Extrait du texte:
+++

Synonyme de beauté : La COMTESSE DE CASTIGLIONE

Après le Musée d’Orsay (1999) et le Metropolitan Museum of art de New York (La divine comtesse, 2000) c’est à la galerie Baudoin Lebon (associée à la Galerie Beaubourg) qu’il revient de célébrer « la revanche de la Castiglione » (1837-1899) jusqu’au 23 janvier. Si ses frasques amoureuses ont éludé l’importance de son projet photographique aux yeux de plusieurs de ses contemporains, la valeur prophétique de ses portraits révèle à présent la pertinence de son « Je » artistique. C’est dans ses plus beaux atours qu’elle se découvre peu à peu sous les « voiles » photographiques de Pierre Louis Pierson, pendant plus de quarante ans. Contemplant ces tableaux vivants, on y voit alors moins la courtisane italienne - maîtresse de Napoléon III - que la femme captive d’une image où l’être et les angoisses métaphysiques affleurent au contact du paraître. Bien que la personnalité de la comtesse suscite encore des réactions contrastées - entre panégyrique et critique acerbe de sa « vanité » – la valeur artistique de ces portraits semble maintenant faire l’unanimité.

+++

Données enregistrées:
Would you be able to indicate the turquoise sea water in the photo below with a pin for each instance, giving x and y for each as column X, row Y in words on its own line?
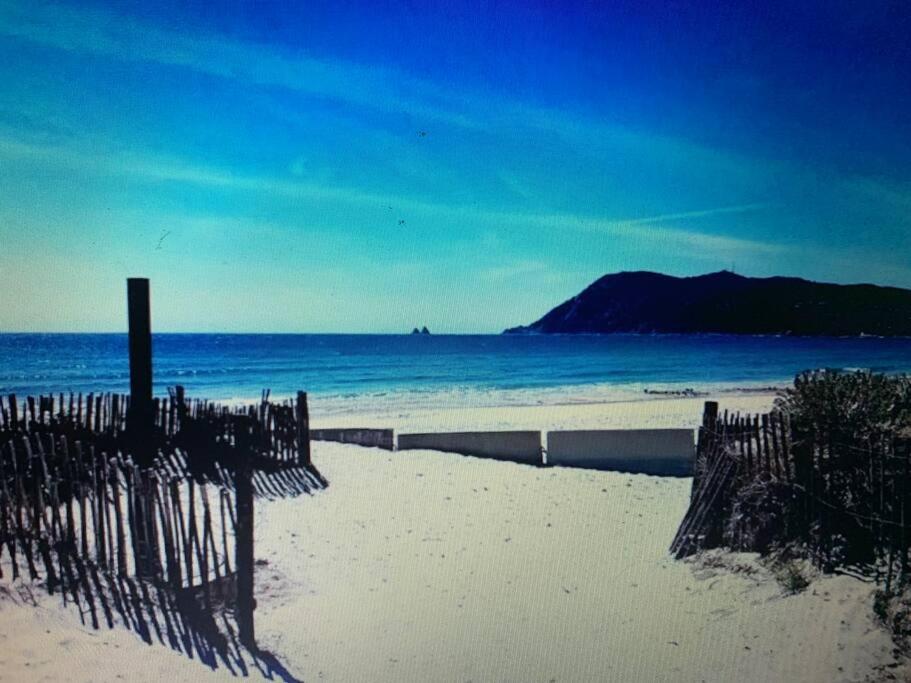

+++

Consignes:
1. Résumez en deux phrases le texte consacré à la comtesse de Castiglione.
2. Prolongez le texte consacré à la comtesse de Castiglione au-delà de sa dernière phrase.

Corrigé de l'exercice:
1. Après le Musée d'Orsay et le Metropolitan Museum of Art de New York, la galerie Baudoin Lebon célèbre jusqu'au 23 janvier « la revanche de la Castiglione », dont les portraits, pris pendant plus de quarante ans par Pierre Louis Pierson, révèlent à présent la pertinence de son « Je » artistique. Bien que la personnalité de la comtesse suscite encore des réactions contrastées, la valeur artistique de ces portraits semble maintenant faire l'unanimité.

2.
Dès l’incipit de son roman « L’Exposition » (2008), Nathalie Léger ancre le décor bourgeois et les coulisses du spectacle intimiste auquel se prête la comtesse de Castiglione dès 1856 : « La voyant paraître, la princesse de Metternich confiait : « Je suis pétrifiée devant ce miracle de beauté : En un mot, Vénus descendue de l’Olympe ! » Dans sa férocité, - poursuit la narratrice en 2008 - elle se pose sur un sofa et se laisse admirer comme une châsse, absente au milieu de la foule, le regard froid, impassible. On la hait de tant de puissance ». Soit deux attitudes bien campées entre magnétisme et hostilité.

Aby Warburg a beau insister sur la stratégie sociale et politique de tout portrait, c’est probablement à une autre invite que nous convie la galerie Baudoin Lebon avec la succession des poses de la Castiglione, parfois alanguies mais toujours altières. A moins que la mélancolie qui s’empare progressivement d’elle ne soit le reflet de son enfermement social au sein d’une image ? Les attitudes et les parures de la comtesse sont soigneusement pensées. Dans ses mises en scène qui semblent impossibles tant chaque épreuve nécessite de longues heures de pose, c’est « le modèle » qui modèle, semble-t-il, sa propre image. Portraitiste de la noblesse du second empire, Pierre Louis Pierson serait-il devenu un auxiliaire, troquant son rôle d’opérateur contre celui - passif - de miroir, orientant son objectif en fonction des désirs de sa commanditaire ?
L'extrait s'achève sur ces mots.